### TASK REQUIREMENTS:
Rewrite each line of the data below with "cross-reference" changed to "cross-check" and nothing else altered.

### DATA ROWS:
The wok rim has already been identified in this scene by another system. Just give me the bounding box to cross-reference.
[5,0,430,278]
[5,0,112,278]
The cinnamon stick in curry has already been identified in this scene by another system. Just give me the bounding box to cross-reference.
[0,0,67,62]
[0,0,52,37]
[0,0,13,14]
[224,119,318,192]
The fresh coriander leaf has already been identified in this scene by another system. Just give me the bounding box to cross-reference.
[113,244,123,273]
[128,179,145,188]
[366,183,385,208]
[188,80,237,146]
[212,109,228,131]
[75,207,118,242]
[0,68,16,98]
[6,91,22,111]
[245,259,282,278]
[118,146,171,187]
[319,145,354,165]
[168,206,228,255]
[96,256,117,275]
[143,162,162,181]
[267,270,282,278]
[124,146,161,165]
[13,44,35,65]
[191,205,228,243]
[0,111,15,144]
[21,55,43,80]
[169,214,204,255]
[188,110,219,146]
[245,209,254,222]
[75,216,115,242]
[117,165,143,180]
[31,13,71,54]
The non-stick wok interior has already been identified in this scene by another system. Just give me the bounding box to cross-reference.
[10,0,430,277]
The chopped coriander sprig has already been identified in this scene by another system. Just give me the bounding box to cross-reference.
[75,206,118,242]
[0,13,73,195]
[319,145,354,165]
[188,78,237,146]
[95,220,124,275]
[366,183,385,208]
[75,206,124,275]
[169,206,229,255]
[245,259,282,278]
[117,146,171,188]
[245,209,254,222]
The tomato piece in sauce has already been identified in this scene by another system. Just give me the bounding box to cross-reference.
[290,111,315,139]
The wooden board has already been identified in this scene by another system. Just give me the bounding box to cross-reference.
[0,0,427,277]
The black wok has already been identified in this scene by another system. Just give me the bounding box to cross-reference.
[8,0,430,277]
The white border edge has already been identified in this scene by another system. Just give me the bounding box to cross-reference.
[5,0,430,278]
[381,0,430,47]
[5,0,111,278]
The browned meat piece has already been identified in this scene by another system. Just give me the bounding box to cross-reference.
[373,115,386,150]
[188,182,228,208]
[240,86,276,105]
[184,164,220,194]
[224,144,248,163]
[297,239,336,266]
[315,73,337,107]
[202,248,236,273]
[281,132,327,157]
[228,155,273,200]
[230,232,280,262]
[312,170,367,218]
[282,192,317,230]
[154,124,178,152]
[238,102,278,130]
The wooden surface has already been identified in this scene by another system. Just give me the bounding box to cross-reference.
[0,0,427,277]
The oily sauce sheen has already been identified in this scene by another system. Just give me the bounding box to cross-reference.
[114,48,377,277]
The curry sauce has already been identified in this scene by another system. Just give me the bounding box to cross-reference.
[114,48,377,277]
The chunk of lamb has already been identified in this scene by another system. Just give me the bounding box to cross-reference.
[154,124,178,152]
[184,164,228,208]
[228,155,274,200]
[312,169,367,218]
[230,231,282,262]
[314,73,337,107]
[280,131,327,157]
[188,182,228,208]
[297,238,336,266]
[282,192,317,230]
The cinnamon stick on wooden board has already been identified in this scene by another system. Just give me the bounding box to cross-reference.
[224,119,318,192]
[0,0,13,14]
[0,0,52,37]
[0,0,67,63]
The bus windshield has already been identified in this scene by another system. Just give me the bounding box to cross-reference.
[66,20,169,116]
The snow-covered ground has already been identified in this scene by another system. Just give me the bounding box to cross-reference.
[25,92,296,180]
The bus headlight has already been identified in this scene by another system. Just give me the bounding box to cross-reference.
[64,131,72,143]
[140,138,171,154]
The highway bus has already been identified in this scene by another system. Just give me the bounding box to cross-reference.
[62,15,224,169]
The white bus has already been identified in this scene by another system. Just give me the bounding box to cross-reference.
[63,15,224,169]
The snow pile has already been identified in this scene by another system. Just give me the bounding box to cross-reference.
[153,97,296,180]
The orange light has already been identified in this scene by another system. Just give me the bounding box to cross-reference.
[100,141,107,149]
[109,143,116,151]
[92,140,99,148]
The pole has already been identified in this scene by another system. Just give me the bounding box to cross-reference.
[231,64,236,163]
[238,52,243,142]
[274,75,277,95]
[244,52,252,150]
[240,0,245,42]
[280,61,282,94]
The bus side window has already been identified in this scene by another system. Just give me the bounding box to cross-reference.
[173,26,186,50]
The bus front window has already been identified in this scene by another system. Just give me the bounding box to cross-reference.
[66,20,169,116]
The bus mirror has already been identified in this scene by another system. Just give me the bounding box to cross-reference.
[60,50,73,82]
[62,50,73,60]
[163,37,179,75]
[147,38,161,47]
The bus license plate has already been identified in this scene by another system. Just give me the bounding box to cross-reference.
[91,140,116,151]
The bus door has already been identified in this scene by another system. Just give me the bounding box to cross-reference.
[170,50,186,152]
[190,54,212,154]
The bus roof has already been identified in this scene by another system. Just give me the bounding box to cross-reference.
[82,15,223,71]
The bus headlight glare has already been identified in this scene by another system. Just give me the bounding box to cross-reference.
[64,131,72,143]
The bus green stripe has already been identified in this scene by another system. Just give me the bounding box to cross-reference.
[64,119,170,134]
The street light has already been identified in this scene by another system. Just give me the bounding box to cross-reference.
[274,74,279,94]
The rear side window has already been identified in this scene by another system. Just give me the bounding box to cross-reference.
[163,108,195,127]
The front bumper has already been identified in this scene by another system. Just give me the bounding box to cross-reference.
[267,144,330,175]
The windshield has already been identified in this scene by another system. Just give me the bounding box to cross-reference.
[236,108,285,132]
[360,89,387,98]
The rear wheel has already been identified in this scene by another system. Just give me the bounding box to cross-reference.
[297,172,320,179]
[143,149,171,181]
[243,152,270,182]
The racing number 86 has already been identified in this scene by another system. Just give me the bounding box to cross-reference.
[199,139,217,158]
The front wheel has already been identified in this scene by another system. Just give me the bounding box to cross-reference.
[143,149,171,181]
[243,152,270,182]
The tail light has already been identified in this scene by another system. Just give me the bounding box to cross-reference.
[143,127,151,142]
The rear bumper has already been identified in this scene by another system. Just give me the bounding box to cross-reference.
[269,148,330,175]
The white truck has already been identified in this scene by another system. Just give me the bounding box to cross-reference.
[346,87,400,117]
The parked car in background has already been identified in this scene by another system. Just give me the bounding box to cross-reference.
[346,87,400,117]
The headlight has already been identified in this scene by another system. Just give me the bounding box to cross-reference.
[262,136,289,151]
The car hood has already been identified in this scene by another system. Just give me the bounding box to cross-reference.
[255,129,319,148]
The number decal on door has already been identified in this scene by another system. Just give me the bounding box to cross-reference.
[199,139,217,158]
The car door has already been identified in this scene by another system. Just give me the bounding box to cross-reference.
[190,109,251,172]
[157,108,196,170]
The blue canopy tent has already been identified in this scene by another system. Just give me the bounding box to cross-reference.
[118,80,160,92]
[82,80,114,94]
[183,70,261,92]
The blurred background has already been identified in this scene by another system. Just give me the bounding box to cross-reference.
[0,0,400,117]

### EXERCISE SOLUTION:
The wok rim has already been identified in this scene by another system. Just give me the bounding box to cross-check.
[5,0,430,278]
[5,0,112,278]
The cinnamon stick in curry has already been identified in this scene by another system. Just give me the bounding box to cross-check.
[0,0,67,62]
[0,0,52,37]
[0,0,13,14]
[224,119,318,192]
The fresh coriander leaf has already been identified in this scene by another system. Just give me the bounding box to cross-check.
[113,244,123,273]
[128,179,145,188]
[366,183,385,208]
[188,80,237,146]
[212,109,228,131]
[75,207,118,242]
[0,68,16,98]
[6,91,22,111]
[245,259,282,278]
[118,146,171,187]
[319,145,354,165]
[168,206,228,255]
[96,256,117,275]
[143,162,162,181]
[267,270,282,278]
[124,146,161,165]
[13,44,35,65]
[191,205,228,243]
[0,111,15,144]
[21,55,43,80]
[169,214,204,255]
[188,110,219,146]
[245,209,254,222]
[75,216,115,242]
[117,165,143,180]
[31,13,71,54]
The non-stick wok interior has already been identified in this scene by another system. Just give me the bounding box to cross-check.
[10,0,430,277]
The chopped coriander sprig has already been identified in this scene by another system. Just give me the bounding box to cross-check.
[75,206,118,242]
[0,13,73,195]
[319,145,354,165]
[188,78,237,146]
[95,220,124,275]
[366,183,385,208]
[75,206,124,275]
[169,206,229,255]
[245,259,282,278]
[117,146,171,188]
[245,209,254,222]
The tomato piece in sauce has already been identified in this scene by another system. Just give me the bounding box to cross-check.
[290,111,315,139]
The wooden board has already been identified in this scene by another system. Just give me the bounding box to cross-check.
[0,0,427,277]
The black wok has already been identified in this scene by another system. Just give me the bounding box to cross-check.
[8,0,430,277]
The white border edge has already been identified in this scene by another system. Just give me the bounding box to cross-check.
[5,0,430,278]
[381,0,430,47]
[5,0,111,278]
The browned meat piece has already been identified in this scene by another system. Just give me the bounding box to cross-check.
[373,115,386,150]
[188,182,228,208]
[240,86,276,105]
[184,164,220,194]
[224,144,248,163]
[297,239,336,266]
[315,73,337,107]
[202,248,236,273]
[281,132,327,157]
[228,155,273,200]
[230,232,280,262]
[312,170,367,218]
[282,192,317,230]
[154,124,178,152]
[238,102,278,130]
The wooden surface has already been identified in this scene by another system. Just give me the bounding box to cross-check.
[0,0,427,277]
The oily sauce sheen has already been identified in this scene by another system. Just give me the bounding box to cross-check.
[114,48,377,277]
The curry sauce has already been identified in this scene by another system. Just give me the bounding box to cross-check.
[114,48,377,277]
The chunk of lamb has already been identified in this scene by another system. Just give me the bounding box to cross-check.
[154,124,178,152]
[184,164,228,208]
[228,155,274,200]
[312,169,367,218]
[230,231,282,262]
[314,73,337,107]
[280,131,327,157]
[188,182,228,208]
[297,238,336,266]
[282,192,317,230]
The cinnamon stick on wooden board has already been identified in this scene by another system. Just give me the bounding box to cross-check.
[224,119,318,192]
[0,0,13,14]
[0,0,52,37]
[0,0,67,63]
The bus windshield has already been identified in this scene by another system. Just give me the bounding box to cross-check.
[66,20,169,116]
The snow-covered ground has already been identified in this scene by another system. Just give me the bounding box to cross-check.
[25,92,296,180]
The bus headlight has already been identified in this scene by another system. Just give me the bounding box to cross-check.
[64,131,72,143]
[140,138,171,154]
The highway bus has already been identified in this scene by another system. Just give me the bounding box to cross-check.
[62,15,224,169]
The white bus has already been identified in this scene by another system. Just give me the bounding box to cross-check.
[63,15,224,169]
The snow pile has already been identified in this scene by another system. Just give me the bounding box to cross-check.
[153,97,296,180]
The orange light has already been identified in this scene by another system. Just give me the bounding box to cross-check.
[100,141,107,149]
[109,143,116,151]
[92,140,99,148]
The pole has already been identified in this scene by another system. Just give me the bounding box to cross-check.
[231,64,236,163]
[238,52,243,142]
[274,75,277,95]
[244,52,252,150]
[240,0,245,42]
[280,61,282,94]
The bus side window has already been identified in this scene by another system. Just give me the bounding box to cross-check.
[173,26,186,50]
The bus front window has already been identified in this scene by another system. Just give me the bounding box to cross-check.
[66,20,169,116]
The bus mirror has already been identified in this scene by another system. Just give me the bounding box to cross-check.
[60,50,73,82]
[62,50,73,60]
[163,37,179,75]
[147,38,161,47]
The bus license plate has already been identified in this scene by another system. Just give me the bounding box to cross-check.
[91,140,116,151]
The bus door has already been identified in this scene by another system. Just give me the bounding box to cross-check.
[170,50,186,152]
[190,54,212,154]
The bus roof has already been identified in this scene by another system. Just give me the bounding box to cross-check.
[82,15,223,71]
The bus headlight glare has already been identified in this scene by another system. Just give me the bounding box to cross-check.
[64,131,72,143]
The bus green stripe has already been identified in this scene by another system. Just give me the bounding box to cross-check.
[64,119,170,134]
The street light has already been identified in this scene by another system. Just give me the bounding box to cross-check.
[274,74,279,94]
The rear side window has already been identified in this scene by another system. Just give me the bounding box to cross-check.
[163,108,195,127]
The front bumper has already been identified in this scene by another system. Just give me the bounding box to cross-check.
[267,144,330,175]
The windshield has already been identified in this scene by another system. Just give me the bounding box to cross-check.
[236,108,285,132]
[360,89,387,98]
The rear wheel has already been identified in this scene by another system. Just give me the bounding box to cross-check.
[297,172,320,179]
[143,149,171,181]
[243,152,270,182]
The racing number 86 has already been identified in this scene by another system. Just give me the bounding box to cross-check.
[199,139,217,158]
The front wheel has already been identified in this scene by another system. Just give me the bounding box to cross-check.
[143,149,171,181]
[243,152,270,182]
The tail light has already been identified in this scene by another system. Just give me the bounding box to cross-check.
[143,127,151,142]
The rear bumper has already been identified in this scene by another system. Just give me the bounding box to cross-check.
[269,148,330,175]
The white truck has already been identified in this scene by another system. Just give me the bounding box to cross-check.
[346,87,400,117]
The parked car in background has already been identified in this scene by another system. Just give me the bounding box to cross-check.
[346,87,400,117]
The headlight has already been identified in this scene by another system. Just give me the bounding box to cross-check.
[262,136,289,151]
The car hood has already been identified in this scene by another system. Just give me the bounding box to cross-check.
[255,129,319,148]
The number decal on door has already been identified in this scene by another system. Just give me the bounding box to cross-check.
[199,139,217,158]
The car door has already been identified in this scene by another system. Just give me the bounding box to cross-check.
[190,109,251,172]
[157,108,196,170]
The blue canopy tent has already been identified in this scene by another system. Just give me the bounding box to cross-check.
[118,80,160,92]
[82,80,114,94]
[183,70,261,92]
The blurred background has already been identified in this scene by another system. Just give me the bounding box to cross-check.
[0,0,400,117]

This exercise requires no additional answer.